Your reply must contain the full listing below, reproduced exactly, but no pictures.
----------
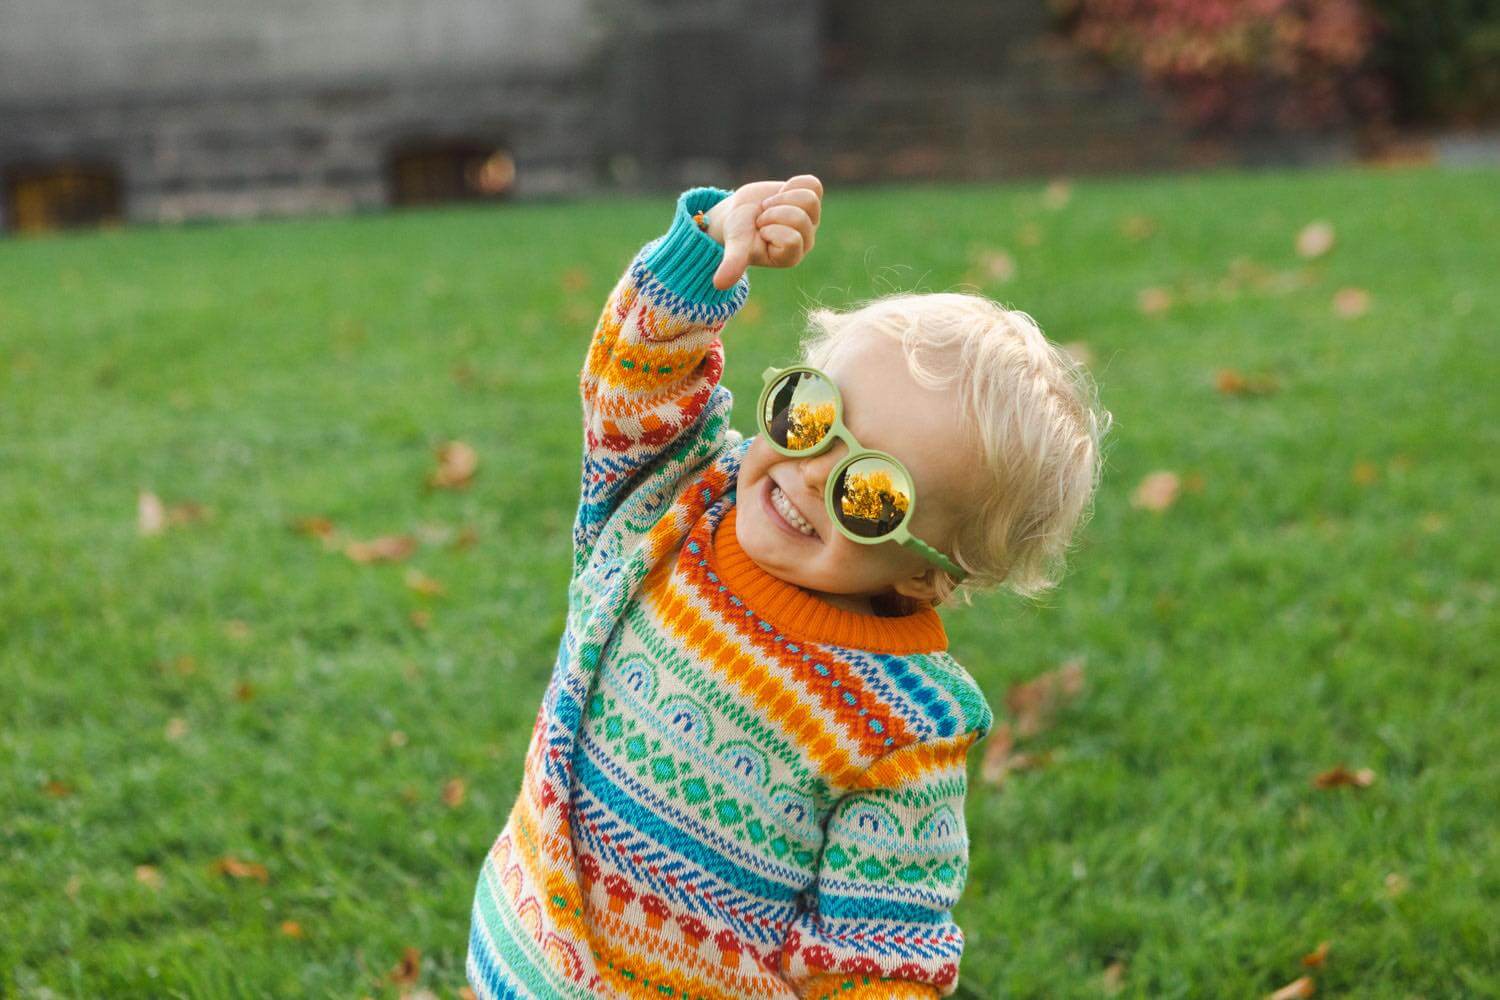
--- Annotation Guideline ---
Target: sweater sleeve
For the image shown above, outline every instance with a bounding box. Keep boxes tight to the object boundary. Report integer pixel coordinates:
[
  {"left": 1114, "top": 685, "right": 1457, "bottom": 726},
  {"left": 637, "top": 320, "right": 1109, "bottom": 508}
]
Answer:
----------
* **REPLY TO THE EXERCISE**
--- Annotation Guideline ---
Target: sweater sleeve
For the image shown above, outline every instance with a bounding box. Keep boxes tight to the object boundary. Report integer pixel coordinates:
[
  {"left": 1114, "top": 685, "right": 1457, "bottom": 726},
  {"left": 637, "top": 320, "right": 1109, "bottom": 508}
]
Answer:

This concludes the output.